### TRECHO FORNECIDO
== == ==
A casa da raiva

Sinais apavorantes surgem de todos os lados, pois a paranoia é, antes de tudo, plástica
Ilustração: Glauber Shima
28/06/2019

Nosso mundo fake é, antes de tudo, um mundo de disfarces, de máscaras e de dissimulação. Um território regido pela falsificação e pela traição. A tecnologia nos trouxe até aqui: em uma sociedade na qual tudo se duplica, em que tudo repercute e se reproduz velozmente, já não sabemos mais o que as coisas significam, o que escondem, o que efetivamente são. Esse mundo difícil e até terrível, embora fascinante, foi capturado, há quase 100 anos, por um dos mais esquecidos escritores do século 20 brasileiro: Octavio de Faria (1908-1980).

Costumamos lembrar apenas que Octavio é o autor da Tragédia burguesa, série que 15 romances que devassam a vida da classe média brasileira, e que ninguém leu. Devo admitir logo: eu também não li. Mas agora me chega às mãos, com o selo do Casarão do Verbo, de Anajé, Bahia — pequena cidade a 560 km de Salvador — a quinta edição das Três novelas da masmorra, um dos preciosos livros perdidos de Faria. Nele, encontramos um surpreendente relato sobre o inferno da duplicação. O mesmo em que hoje nos queimamos.

Detenho-me no primeiro e mais forte dos três relatos, as Memórias de um cão danado, publicado pela primeira vez em livro no ano de 1966. A primeira edição conjunta das três novelas é de 1968. A epígrafe, tomada da Ilíada, de Homero, resume o espírito do conto: “…cães devoradores me despedaçarão — esses mesmos cães que, para guardar minha casa, alimentava debaixo de minha mesa e que, agora, desconhecendo o antigo senhor, beberão, cheios de ódio, meu sangue, esponjando-me no pórtico de meu palácio”. Suspeita, perseguição, paranoia se infiltram em nossa vida contemporânea, mas Faria já os antevia com assombrosa lucidez.

Esse primeiro relato, páginas de um diário datado de fins dos anos 1950 que, diz o suposto editor, “me vieram ter às mãos nem sei bem como” e que agora ele apresenta como uma “novela”, reúne as notas de um homem perseguido por cães. “Tudo neles era blandícia e engodo. Sorriam, mesmo sendo cães. Disfarçavam — e eram animais! Impossível deixar de atacá-los, sob pena de sofrer os golpes traiçoeiros dessa antiquíssima canalha”. A ameaça do ataque inesperado gera, por antecipação, novos ataques igualmente inesperados, que se apresentam como gestos defensivos. Ambos, o homem e o cão perseguidor, se engalfinham (se confundem) em uma luta raivosa. Embrenham-se — como nós hoje também — no mesmo ódio. A ameaça de um justifica e exacerba a ameaça do outro, e a raiva fica “explicada”.
== == ==
### INSTRUÇÃO ESCRITA 1
Liste todos os títulos de obras literárias citados no corpo do texto sobre Octavio de Faria.
### INSTRUÇÃO ESCRITA 2
Extraia do texto sobre Octavio de Faria o trecho que vai de "Detenho-me no primeiro" até "com assombrosa lucidez.", incluindo essas palavras.
### INSTRUÇÃO ESCRITA 3
Escreva a continuação do texto sobre Octavio de Faria a partir da última frase apresentada.
O material não tem nenhum papel nesta atividade.
== == ==
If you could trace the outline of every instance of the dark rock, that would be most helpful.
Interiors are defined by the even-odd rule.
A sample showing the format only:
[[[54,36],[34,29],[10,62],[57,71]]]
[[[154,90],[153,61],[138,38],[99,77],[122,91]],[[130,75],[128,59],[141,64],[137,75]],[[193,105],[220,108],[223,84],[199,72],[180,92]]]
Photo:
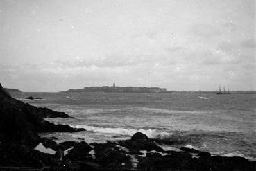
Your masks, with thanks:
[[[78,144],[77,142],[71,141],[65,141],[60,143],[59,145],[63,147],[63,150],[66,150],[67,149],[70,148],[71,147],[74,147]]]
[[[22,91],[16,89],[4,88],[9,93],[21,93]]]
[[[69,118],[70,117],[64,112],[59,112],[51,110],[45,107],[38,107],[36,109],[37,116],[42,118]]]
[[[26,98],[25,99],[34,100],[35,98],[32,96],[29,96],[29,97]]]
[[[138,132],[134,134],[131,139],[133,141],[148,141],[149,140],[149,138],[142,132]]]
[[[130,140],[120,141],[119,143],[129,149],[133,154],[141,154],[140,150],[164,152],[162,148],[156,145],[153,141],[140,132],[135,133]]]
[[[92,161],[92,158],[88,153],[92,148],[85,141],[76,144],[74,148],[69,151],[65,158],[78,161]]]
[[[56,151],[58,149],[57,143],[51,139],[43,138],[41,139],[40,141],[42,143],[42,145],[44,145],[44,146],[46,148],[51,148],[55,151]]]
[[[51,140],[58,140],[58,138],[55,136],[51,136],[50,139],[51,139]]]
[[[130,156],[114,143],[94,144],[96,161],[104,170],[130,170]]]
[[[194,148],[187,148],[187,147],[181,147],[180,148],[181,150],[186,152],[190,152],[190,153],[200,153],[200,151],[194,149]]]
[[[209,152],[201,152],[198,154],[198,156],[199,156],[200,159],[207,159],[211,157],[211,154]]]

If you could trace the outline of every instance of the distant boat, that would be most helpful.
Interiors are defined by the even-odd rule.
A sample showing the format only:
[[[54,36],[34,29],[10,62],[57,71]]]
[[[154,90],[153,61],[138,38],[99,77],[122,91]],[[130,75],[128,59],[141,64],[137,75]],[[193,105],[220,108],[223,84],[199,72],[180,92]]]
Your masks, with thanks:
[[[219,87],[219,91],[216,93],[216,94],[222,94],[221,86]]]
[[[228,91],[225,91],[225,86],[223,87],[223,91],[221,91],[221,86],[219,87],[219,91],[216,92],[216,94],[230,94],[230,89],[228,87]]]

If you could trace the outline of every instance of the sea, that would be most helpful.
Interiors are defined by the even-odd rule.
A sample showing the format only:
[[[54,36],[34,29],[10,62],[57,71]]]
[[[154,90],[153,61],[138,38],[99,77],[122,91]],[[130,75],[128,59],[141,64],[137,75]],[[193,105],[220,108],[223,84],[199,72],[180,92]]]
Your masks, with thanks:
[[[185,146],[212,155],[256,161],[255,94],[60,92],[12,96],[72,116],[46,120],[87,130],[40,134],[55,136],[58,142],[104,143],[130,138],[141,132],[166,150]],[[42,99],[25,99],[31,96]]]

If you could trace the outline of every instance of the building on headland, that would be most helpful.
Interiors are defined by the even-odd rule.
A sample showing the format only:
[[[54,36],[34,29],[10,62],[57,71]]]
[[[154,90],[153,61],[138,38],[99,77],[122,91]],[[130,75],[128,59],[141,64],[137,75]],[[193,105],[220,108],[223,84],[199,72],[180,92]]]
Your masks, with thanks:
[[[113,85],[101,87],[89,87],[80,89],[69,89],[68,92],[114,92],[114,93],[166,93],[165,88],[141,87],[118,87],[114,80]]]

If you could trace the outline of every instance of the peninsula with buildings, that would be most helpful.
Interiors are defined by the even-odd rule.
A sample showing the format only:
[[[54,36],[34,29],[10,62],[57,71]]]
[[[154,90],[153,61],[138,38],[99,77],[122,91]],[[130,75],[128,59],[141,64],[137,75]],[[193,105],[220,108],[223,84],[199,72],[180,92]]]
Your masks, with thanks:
== == ==
### RESULTADO 1
Tragédia burguesa; Três novelas da masmorra; Memórias de um cão danado; Ilíada

### RESULTADO 2
Detenho-me no primeiro e mais forte dos três relatos, as Memórias de um cão danado, publicado pela primeira vez em livro no ano de 1966. A primeira edição conjunta das três novelas é de 1968. A epígrafe, tomada da Ilíada, de Homero, resume o espírito do conto: “…cães devoradores me despedaçarão — esses mesmos cães que, para guardar minha casa, alimentava debaixo de minha mesa e que, agora, desconhecendo o antigo senhor, beberão, cheios de ódio, meu sangue, esponjando-me no pórtico de meu palácio”. Suspeita, perseguição, paranoia se infiltram em nossa vida contemporânea, mas Faria já os antevia com assombrosa lucidez.

### RESULTADO 3
A paranoia — o delírio de perseguição sistematizado, transformado em “literatura interior” —, também em nosso pobre mundo, dá as cartas. Vejam as guerras e, em especial, as chamadas “guerras preventivas”. A divisão do mundo em blocos rígidos, sistemáticos, de inimigos invioláveis e inconciliáveis. Assim também vive o narrador dessa novela: tenta construir teorias, leis, sistemas que expliquem e justifiquem seu ódio. Por que não — pois quase sempre termina assim —, que expliquem sua desgraça. Sem essas amarras de segurança, ele se desnorteia. Ele se perde. Precisa da teoria e da raiva para reconhecer seu caminho.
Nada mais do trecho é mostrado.